--- BEGIN ---

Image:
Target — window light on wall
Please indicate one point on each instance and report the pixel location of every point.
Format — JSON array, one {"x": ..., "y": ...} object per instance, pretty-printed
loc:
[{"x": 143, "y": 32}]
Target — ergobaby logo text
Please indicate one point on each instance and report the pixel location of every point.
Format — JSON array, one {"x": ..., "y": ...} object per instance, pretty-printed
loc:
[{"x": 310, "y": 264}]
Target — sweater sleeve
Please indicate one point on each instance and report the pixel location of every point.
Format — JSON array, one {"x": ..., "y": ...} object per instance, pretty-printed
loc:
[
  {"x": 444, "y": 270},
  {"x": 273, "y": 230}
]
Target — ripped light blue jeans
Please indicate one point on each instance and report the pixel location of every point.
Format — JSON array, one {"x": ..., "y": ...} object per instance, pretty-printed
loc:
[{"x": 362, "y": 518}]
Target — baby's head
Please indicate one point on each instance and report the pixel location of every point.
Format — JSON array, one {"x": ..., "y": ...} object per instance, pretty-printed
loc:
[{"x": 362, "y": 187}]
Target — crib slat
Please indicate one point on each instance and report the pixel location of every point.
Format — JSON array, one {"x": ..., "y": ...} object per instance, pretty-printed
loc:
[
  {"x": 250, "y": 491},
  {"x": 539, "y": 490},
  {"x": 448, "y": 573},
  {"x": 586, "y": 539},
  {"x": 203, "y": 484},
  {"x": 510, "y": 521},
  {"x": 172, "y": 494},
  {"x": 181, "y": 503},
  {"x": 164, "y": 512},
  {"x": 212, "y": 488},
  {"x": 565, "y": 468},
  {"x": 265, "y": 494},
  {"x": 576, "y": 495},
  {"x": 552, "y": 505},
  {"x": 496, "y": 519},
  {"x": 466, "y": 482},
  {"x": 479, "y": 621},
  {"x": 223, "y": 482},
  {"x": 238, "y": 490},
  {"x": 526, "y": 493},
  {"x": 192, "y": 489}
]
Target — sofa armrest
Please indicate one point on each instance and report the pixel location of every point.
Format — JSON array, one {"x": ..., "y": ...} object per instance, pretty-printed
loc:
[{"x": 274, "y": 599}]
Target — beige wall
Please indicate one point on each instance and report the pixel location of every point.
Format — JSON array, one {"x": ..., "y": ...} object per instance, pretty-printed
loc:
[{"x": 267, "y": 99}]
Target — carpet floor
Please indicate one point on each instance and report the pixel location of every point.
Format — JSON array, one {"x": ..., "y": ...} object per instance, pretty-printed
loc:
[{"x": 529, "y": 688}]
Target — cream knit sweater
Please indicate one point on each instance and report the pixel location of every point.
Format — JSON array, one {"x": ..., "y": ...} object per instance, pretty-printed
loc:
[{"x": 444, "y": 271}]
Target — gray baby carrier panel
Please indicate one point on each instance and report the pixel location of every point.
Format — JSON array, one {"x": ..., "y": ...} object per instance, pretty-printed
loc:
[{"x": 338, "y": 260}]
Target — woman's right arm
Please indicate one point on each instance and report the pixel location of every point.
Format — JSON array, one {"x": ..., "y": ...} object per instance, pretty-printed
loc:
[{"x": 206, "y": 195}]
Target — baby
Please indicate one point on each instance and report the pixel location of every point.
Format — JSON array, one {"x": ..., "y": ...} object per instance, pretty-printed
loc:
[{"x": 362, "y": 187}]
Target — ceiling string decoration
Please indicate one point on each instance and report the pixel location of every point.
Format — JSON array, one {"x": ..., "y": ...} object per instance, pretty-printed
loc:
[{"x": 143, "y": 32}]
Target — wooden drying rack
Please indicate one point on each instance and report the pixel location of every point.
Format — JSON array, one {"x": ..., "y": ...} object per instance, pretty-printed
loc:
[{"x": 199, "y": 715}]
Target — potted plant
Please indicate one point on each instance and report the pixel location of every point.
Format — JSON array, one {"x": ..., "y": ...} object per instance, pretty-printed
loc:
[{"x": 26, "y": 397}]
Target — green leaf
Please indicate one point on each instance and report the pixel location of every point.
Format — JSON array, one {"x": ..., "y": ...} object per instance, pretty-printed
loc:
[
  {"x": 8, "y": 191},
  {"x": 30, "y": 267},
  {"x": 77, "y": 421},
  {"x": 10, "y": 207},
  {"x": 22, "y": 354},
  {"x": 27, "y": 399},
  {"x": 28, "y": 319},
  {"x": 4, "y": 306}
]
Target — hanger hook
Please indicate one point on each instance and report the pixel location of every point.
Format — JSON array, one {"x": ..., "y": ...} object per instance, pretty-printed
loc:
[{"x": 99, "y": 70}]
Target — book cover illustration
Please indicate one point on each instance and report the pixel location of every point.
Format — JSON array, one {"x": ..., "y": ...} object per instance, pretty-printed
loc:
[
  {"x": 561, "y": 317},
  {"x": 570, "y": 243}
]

--- END ---
--- BEGIN ---

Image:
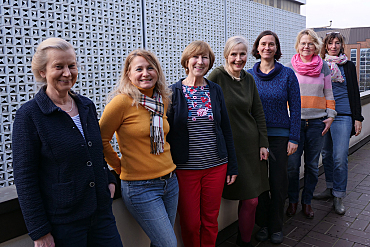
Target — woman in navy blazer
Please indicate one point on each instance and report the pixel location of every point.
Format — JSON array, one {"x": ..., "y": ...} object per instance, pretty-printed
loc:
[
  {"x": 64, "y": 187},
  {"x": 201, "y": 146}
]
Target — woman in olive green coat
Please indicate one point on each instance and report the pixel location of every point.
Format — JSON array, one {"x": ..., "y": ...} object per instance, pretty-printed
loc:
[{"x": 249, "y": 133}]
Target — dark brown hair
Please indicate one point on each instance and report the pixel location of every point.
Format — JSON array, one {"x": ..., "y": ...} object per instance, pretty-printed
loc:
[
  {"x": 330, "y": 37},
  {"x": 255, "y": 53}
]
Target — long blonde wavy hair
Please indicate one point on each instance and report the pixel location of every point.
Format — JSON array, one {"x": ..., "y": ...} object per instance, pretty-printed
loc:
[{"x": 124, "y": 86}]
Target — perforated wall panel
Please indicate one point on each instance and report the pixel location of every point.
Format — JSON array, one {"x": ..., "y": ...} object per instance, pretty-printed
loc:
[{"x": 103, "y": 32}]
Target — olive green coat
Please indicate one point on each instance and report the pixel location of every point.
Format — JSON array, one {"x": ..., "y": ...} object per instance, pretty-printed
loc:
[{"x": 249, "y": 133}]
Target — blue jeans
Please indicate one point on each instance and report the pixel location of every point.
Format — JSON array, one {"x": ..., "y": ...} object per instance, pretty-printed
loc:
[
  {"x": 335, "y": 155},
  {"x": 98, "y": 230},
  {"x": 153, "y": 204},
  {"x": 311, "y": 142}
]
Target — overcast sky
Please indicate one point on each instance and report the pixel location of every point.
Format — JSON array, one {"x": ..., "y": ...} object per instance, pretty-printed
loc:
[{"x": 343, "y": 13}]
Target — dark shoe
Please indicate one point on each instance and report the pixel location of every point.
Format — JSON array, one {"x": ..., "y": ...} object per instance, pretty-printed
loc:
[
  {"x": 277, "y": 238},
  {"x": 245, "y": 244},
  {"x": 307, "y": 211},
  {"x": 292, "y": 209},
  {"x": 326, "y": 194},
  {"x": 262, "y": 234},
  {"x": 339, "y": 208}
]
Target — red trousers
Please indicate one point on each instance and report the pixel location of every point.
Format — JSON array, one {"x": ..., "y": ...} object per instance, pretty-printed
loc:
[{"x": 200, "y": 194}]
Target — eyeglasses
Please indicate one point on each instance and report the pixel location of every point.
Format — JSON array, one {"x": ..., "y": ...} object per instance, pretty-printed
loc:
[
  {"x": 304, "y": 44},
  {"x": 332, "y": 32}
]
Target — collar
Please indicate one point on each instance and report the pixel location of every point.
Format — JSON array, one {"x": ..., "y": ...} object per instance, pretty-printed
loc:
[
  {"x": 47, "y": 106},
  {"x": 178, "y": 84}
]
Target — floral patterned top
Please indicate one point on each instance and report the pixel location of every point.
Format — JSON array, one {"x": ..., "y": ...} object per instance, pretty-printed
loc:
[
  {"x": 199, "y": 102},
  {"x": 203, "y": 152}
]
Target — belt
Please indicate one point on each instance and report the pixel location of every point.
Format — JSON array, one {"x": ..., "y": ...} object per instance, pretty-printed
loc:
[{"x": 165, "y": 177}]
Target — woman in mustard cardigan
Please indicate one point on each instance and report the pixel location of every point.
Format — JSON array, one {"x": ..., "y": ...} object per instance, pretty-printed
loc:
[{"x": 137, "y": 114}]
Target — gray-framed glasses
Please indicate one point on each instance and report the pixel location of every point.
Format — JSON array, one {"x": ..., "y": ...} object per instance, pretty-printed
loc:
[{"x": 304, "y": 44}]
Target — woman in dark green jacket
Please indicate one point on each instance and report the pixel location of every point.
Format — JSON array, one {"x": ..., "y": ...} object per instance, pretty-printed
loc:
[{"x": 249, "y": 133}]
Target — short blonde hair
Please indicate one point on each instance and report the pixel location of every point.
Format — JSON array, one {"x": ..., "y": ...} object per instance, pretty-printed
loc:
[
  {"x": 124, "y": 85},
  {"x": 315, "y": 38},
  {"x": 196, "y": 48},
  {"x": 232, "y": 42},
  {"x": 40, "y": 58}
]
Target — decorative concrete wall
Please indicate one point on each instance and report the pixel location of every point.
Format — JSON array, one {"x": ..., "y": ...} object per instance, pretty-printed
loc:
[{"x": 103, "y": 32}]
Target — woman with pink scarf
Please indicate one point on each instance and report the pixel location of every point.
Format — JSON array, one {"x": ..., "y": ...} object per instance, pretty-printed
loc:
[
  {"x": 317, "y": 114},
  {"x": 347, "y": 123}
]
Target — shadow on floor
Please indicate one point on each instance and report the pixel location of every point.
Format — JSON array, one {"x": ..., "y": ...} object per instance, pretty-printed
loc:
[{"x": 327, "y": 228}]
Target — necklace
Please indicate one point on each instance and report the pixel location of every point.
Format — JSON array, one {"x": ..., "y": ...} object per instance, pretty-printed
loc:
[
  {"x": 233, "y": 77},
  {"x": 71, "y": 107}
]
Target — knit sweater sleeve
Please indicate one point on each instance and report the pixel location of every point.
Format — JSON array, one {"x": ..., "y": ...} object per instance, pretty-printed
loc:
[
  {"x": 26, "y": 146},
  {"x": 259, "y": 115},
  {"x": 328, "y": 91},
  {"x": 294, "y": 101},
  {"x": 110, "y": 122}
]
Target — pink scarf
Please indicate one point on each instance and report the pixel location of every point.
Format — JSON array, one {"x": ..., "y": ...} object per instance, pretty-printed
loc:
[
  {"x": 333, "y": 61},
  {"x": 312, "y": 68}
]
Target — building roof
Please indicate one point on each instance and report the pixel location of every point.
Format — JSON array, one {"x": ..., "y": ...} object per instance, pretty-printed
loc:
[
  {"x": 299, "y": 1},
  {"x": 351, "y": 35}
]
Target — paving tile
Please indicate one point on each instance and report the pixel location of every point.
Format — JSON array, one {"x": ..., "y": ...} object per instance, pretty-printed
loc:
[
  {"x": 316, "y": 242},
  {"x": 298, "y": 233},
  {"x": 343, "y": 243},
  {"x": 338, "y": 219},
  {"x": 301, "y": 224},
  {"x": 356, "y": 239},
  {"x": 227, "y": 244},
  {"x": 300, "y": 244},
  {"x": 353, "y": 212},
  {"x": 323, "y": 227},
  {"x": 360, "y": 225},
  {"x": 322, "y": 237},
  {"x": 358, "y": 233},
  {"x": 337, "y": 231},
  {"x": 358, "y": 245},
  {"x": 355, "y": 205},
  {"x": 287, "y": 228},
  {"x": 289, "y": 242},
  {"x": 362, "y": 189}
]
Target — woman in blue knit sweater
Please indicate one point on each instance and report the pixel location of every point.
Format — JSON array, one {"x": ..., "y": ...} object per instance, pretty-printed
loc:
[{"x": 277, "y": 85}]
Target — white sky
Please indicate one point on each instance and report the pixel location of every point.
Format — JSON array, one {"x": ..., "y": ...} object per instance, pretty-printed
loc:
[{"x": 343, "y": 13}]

--- END ---

Work to do: Show every line of the records above that contains the word "wall".

Task output:
Target — window light on wall
Target — beige wall
Target — perforated wall panel
Target — decorative concrete wall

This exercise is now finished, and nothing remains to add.